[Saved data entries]
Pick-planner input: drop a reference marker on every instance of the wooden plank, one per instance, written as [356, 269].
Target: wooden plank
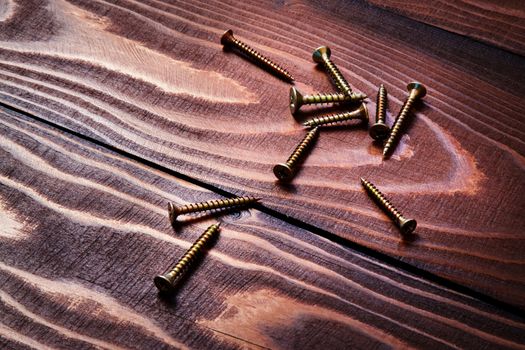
[163, 89]
[84, 230]
[498, 23]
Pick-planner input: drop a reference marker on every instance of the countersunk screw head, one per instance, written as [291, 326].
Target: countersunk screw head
[417, 88]
[296, 100]
[379, 131]
[407, 226]
[227, 37]
[283, 172]
[321, 53]
[163, 284]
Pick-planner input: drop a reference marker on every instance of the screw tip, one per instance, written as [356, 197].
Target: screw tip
[226, 38]
[420, 89]
[173, 211]
[386, 151]
[320, 53]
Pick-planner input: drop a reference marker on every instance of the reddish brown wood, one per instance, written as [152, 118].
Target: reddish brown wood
[84, 230]
[499, 23]
[151, 78]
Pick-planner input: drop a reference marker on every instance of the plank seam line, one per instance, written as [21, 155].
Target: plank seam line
[361, 249]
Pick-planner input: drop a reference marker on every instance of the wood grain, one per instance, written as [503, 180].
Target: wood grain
[499, 23]
[164, 90]
[85, 230]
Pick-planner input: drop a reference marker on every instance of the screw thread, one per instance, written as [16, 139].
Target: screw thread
[337, 118]
[332, 98]
[395, 133]
[262, 59]
[383, 202]
[167, 281]
[210, 205]
[381, 105]
[299, 151]
[337, 77]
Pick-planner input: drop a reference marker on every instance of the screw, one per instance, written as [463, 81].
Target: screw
[286, 171]
[228, 39]
[380, 130]
[297, 99]
[361, 113]
[166, 283]
[322, 55]
[407, 226]
[175, 211]
[416, 91]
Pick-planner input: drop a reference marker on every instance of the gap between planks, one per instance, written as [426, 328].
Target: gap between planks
[426, 275]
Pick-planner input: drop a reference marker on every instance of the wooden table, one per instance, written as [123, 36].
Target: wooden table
[112, 108]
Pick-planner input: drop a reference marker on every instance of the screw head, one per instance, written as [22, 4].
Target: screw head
[321, 53]
[227, 37]
[363, 110]
[379, 131]
[407, 226]
[420, 89]
[296, 100]
[163, 284]
[283, 172]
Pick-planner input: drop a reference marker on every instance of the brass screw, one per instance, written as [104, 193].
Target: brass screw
[416, 91]
[166, 283]
[228, 39]
[407, 226]
[361, 113]
[175, 211]
[322, 55]
[286, 171]
[380, 130]
[297, 99]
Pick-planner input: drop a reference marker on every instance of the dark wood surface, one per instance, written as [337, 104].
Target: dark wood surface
[499, 23]
[85, 230]
[161, 112]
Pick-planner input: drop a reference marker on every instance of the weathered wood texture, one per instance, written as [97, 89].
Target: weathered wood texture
[84, 231]
[500, 23]
[151, 78]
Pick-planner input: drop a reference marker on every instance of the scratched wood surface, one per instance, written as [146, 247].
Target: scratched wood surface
[84, 230]
[163, 89]
[500, 23]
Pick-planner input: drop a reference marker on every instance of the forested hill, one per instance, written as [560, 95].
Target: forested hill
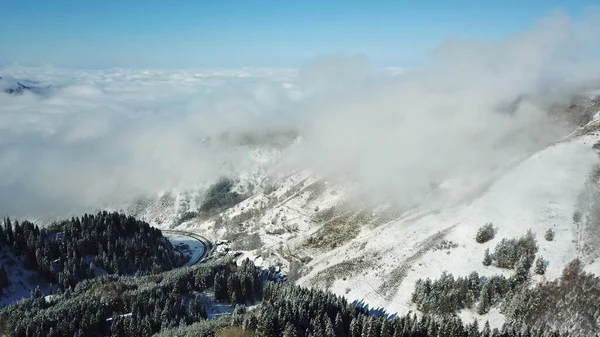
[81, 248]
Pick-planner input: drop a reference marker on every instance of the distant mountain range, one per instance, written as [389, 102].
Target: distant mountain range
[14, 87]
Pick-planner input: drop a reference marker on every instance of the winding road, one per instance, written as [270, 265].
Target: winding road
[191, 239]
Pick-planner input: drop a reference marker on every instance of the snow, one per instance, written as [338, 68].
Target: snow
[540, 192]
[22, 280]
[195, 248]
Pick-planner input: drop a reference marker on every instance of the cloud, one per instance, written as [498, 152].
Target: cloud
[446, 121]
[105, 137]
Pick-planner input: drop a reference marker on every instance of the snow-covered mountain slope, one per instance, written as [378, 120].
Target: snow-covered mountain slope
[324, 233]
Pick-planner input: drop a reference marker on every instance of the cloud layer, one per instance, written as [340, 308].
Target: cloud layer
[105, 137]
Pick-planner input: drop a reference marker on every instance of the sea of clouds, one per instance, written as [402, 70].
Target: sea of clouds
[105, 137]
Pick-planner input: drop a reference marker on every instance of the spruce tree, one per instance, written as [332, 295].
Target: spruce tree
[487, 258]
[540, 266]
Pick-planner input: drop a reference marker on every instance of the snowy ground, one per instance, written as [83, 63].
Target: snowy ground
[380, 264]
[23, 281]
[188, 245]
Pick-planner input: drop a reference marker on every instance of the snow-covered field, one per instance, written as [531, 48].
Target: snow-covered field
[379, 264]
[187, 245]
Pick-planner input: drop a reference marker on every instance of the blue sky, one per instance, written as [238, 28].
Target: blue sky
[182, 34]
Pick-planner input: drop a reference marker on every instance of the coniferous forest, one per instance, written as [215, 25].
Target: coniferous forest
[141, 292]
[81, 248]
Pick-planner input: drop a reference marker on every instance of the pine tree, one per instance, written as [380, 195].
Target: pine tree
[385, 329]
[540, 266]
[355, 327]
[486, 330]
[329, 331]
[290, 331]
[487, 258]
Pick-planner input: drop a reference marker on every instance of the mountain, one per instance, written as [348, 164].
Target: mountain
[14, 87]
[324, 234]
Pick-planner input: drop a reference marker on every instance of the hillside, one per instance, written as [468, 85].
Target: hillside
[324, 233]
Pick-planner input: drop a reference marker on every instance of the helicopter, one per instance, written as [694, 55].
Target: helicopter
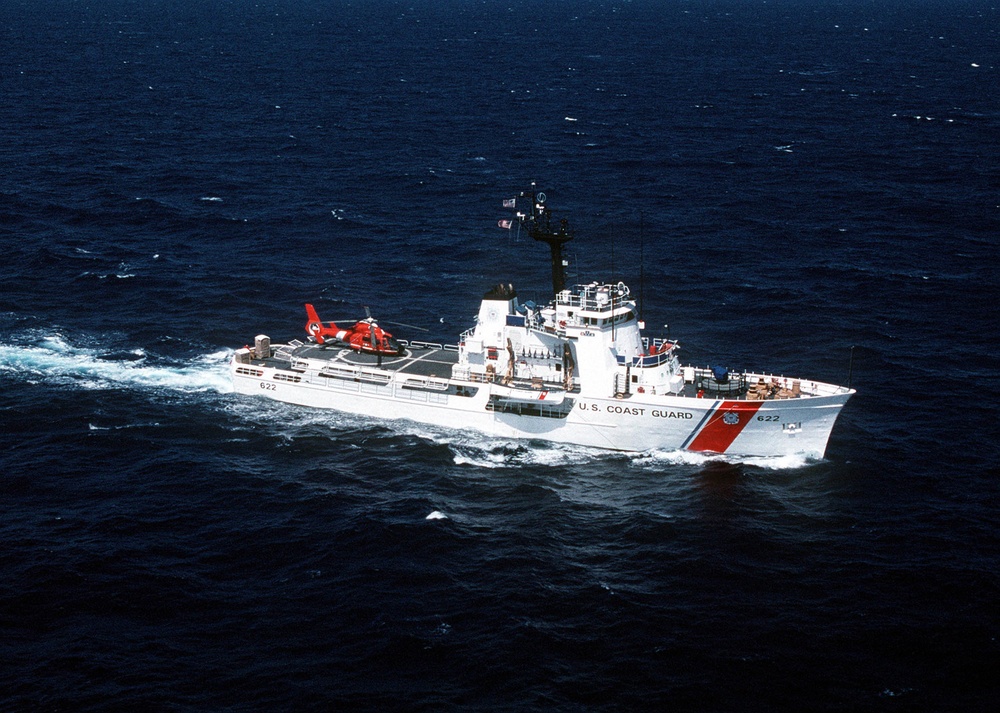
[365, 336]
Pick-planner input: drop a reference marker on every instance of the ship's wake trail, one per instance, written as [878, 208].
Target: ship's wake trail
[54, 359]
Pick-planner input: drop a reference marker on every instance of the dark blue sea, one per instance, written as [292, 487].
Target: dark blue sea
[793, 181]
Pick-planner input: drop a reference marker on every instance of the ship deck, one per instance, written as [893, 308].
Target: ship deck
[429, 360]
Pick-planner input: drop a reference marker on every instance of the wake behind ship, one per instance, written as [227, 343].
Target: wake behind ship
[577, 370]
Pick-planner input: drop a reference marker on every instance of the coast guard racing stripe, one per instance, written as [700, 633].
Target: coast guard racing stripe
[724, 425]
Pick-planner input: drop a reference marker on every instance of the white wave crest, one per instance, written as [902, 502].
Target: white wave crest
[55, 358]
[655, 458]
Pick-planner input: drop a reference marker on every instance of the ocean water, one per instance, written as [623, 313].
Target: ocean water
[797, 180]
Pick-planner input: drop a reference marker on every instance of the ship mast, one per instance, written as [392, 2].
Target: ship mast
[538, 221]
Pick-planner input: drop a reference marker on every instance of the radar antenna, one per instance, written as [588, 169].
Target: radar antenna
[538, 222]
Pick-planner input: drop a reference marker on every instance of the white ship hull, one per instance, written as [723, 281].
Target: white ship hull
[637, 422]
[577, 370]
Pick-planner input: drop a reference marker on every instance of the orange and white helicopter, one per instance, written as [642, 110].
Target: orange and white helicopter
[365, 336]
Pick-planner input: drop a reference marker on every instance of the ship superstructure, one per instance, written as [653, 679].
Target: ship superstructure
[575, 370]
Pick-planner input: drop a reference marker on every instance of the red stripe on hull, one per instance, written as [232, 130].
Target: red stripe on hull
[724, 426]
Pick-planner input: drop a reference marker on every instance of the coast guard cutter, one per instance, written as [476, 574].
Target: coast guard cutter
[577, 370]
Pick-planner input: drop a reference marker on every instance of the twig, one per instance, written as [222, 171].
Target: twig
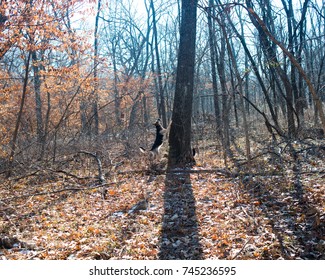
[58, 191]
[242, 249]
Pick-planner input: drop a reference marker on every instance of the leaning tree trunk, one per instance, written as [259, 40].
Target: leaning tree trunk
[180, 152]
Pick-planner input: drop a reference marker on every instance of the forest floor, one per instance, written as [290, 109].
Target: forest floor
[272, 207]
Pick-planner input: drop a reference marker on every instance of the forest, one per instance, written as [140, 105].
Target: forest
[236, 89]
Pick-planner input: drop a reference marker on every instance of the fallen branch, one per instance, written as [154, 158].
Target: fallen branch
[59, 191]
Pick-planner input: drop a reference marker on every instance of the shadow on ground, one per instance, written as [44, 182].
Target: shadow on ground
[179, 238]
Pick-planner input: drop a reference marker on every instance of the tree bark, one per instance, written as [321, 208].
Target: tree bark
[180, 152]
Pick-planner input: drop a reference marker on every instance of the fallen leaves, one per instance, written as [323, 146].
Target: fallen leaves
[262, 216]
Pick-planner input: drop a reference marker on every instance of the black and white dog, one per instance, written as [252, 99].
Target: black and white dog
[160, 135]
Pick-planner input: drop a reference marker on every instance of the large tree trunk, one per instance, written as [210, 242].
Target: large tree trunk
[180, 152]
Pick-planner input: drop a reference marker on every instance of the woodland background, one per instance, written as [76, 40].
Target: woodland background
[81, 83]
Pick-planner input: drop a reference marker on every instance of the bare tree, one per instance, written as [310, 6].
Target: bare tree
[180, 152]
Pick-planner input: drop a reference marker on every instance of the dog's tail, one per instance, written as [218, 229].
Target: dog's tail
[142, 150]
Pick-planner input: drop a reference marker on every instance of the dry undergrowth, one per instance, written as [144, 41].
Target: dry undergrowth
[269, 208]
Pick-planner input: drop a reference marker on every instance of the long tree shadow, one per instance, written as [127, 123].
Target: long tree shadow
[179, 238]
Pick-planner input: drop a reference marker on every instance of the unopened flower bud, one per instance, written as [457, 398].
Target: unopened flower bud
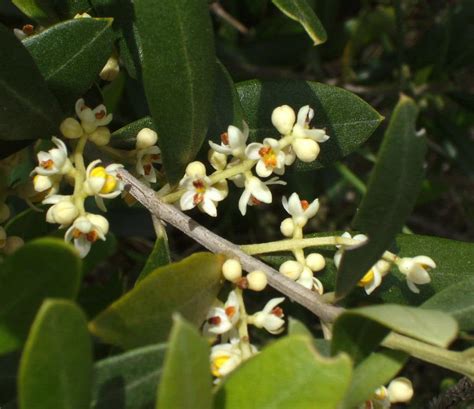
[12, 244]
[71, 128]
[4, 212]
[283, 119]
[217, 160]
[145, 138]
[257, 280]
[287, 227]
[306, 149]
[400, 390]
[315, 261]
[292, 269]
[232, 270]
[111, 69]
[3, 237]
[101, 136]
[196, 169]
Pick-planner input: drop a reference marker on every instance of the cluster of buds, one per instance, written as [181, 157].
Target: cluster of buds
[227, 322]
[415, 269]
[297, 140]
[399, 390]
[301, 269]
[56, 166]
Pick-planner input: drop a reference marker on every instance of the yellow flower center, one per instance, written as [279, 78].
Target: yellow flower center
[268, 156]
[367, 279]
[217, 364]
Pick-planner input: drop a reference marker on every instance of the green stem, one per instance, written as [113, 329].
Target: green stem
[461, 362]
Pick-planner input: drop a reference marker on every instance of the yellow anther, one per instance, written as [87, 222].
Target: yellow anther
[217, 364]
[367, 279]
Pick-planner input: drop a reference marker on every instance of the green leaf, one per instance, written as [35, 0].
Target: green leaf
[433, 327]
[41, 11]
[159, 256]
[391, 194]
[458, 301]
[144, 315]
[71, 54]
[128, 381]
[23, 94]
[287, 374]
[56, 365]
[40, 269]
[178, 74]
[349, 120]
[227, 108]
[301, 11]
[376, 370]
[186, 369]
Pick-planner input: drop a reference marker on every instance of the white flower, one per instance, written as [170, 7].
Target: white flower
[269, 155]
[300, 210]
[225, 358]
[103, 182]
[254, 189]
[63, 211]
[400, 390]
[145, 160]
[416, 270]
[222, 319]
[91, 119]
[233, 142]
[200, 192]
[270, 317]
[87, 230]
[55, 161]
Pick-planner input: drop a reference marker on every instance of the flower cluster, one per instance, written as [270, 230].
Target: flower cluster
[415, 269]
[97, 181]
[228, 321]
[303, 268]
[234, 159]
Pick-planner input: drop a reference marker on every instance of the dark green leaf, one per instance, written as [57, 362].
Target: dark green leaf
[178, 75]
[458, 301]
[70, 55]
[40, 269]
[23, 94]
[129, 380]
[349, 120]
[56, 364]
[290, 374]
[159, 256]
[41, 11]
[143, 315]
[186, 369]
[301, 11]
[391, 194]
[227, 108]
[433, 327]
[376, 370]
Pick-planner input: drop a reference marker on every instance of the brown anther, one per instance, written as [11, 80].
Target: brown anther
[278, 312]
[47, 164]
[28, 29]
[243, 283]
[304, 204]
[255, 201]
[214, 320]
[100, 115]
[230, 311]
[225, 138]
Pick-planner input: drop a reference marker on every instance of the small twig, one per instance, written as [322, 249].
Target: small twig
[217, 244]
[218, 10]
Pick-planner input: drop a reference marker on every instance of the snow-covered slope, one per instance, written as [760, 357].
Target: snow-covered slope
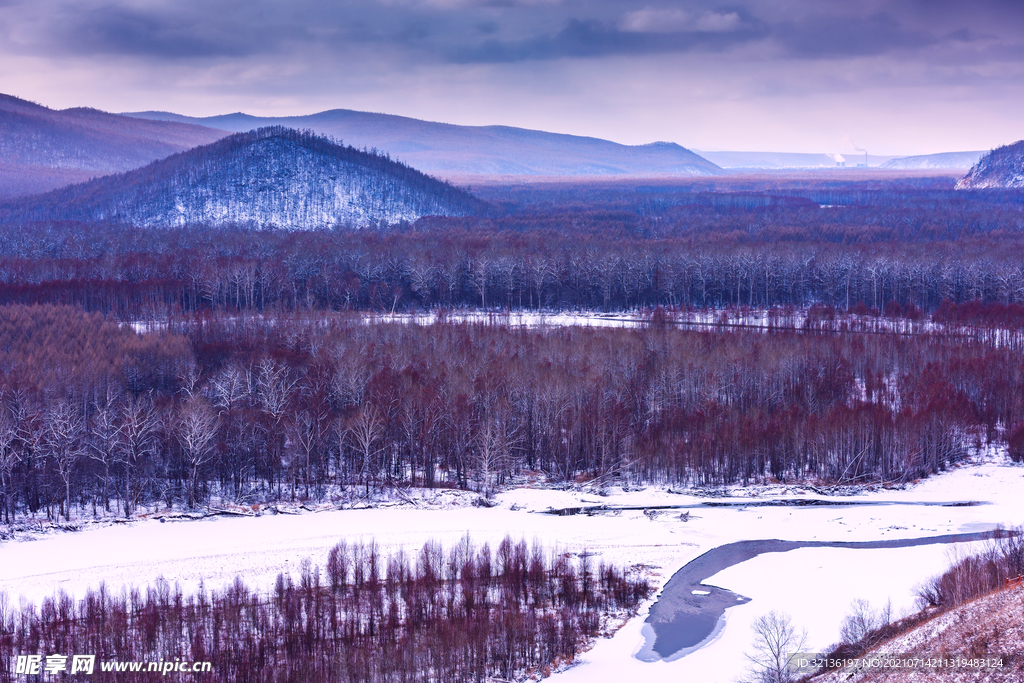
[269, 177]
[448, 150]
[1003, 167]
[939, 161]
[43, 148]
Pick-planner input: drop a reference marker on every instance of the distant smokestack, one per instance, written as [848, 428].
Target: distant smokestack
[839, 159]
[865, 154]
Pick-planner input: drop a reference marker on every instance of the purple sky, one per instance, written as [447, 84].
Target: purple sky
[892, 77]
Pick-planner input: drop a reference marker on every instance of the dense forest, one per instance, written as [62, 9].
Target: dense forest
[627, 250]
[97, 419]
[268, 177]
[886, 347]
[462, 614]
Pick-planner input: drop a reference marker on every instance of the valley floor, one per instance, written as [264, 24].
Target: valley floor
[814, 586]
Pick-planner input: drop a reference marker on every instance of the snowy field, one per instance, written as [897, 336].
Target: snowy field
[814, 586]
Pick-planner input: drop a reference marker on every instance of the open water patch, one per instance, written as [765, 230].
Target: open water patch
[689, 613]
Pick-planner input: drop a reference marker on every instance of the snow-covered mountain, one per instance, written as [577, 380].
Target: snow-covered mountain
[451, 151]
[944, 160]
[43, 148]
[1003, 167]
[270, 177]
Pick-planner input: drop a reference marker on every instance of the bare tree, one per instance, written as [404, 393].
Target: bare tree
[62, 432]
[138, 434]
[197, 425]
[104, 443]
[862, 620]
[8, 458]
[366, 427]
[775, 641]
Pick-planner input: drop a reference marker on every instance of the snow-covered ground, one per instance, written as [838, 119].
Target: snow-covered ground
[814, 586]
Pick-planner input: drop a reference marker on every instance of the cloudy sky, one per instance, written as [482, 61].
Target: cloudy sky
[891, 77]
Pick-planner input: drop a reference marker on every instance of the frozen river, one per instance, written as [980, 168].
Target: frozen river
[814, 584]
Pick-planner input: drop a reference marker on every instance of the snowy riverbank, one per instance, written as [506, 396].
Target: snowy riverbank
[814, 585]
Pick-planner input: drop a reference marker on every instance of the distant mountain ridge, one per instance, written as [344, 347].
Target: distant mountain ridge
[270, 177]
[1003, 167]
[43, 148]
[451, 151]
[784, 160]
[944, 160]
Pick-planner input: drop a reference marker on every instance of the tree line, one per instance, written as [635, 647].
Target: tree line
[143, 275]
[468, 613]
[250, 410]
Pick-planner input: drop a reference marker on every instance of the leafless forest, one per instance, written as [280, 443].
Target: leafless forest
[462, 614]
[265, 382]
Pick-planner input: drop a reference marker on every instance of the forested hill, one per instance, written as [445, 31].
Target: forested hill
[270, 177]
[448, 150]
[43, 148]
[1003, 167]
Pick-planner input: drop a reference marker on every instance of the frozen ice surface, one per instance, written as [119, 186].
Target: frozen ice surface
[814, 586]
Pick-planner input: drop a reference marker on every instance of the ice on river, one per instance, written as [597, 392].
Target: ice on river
[815, 586]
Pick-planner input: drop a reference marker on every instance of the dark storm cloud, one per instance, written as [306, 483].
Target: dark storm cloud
[851, 36]
[127, 31]
[591, 39]
[501, 31]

**EXERCISE DESCRIPTION**
Using the records above, please retype only the run of lines from the line holding "as [635, 647]." through the last line, both ends included.

**FULL SOLUTION**
Pick-planner input: drop a reference marker on every instance of the tree line, one per instance, written as [635, 647].
Target: tree line
[143, 275]
[468, 613]
[250, 410]
Pick-planner input: drop a reference marker on every instance of the leafless forest, one per instance, written as [280, 443].
Target: leafless forest
[462, 614]
[265, 382]
Pick-planner input: drop a reference marker on every instance of the forested hill, one per instance, written as [445, 31].
Target: forested hill
[270, 177]
[448, 150]
[43, 148]
[1003, 167]
Pick-planner input: drop a reference marker on every instance of the frozen ice surface, one per instance, written as [119, 186].
Target: frozen ice surface
[814, 586]
Pick-planner input: drop a reference marker on every instance of the ice on river, one per instance, written as [597, 392].
Target: ice on river
[815, 586]
Pick-planner input: drop a reference marker on every instance of the dark storm cloud, one per instance, written as [306, 483].
Target: dark storm cloud
[851, 36]
[127, 31]
[591, 39]
[501, 31]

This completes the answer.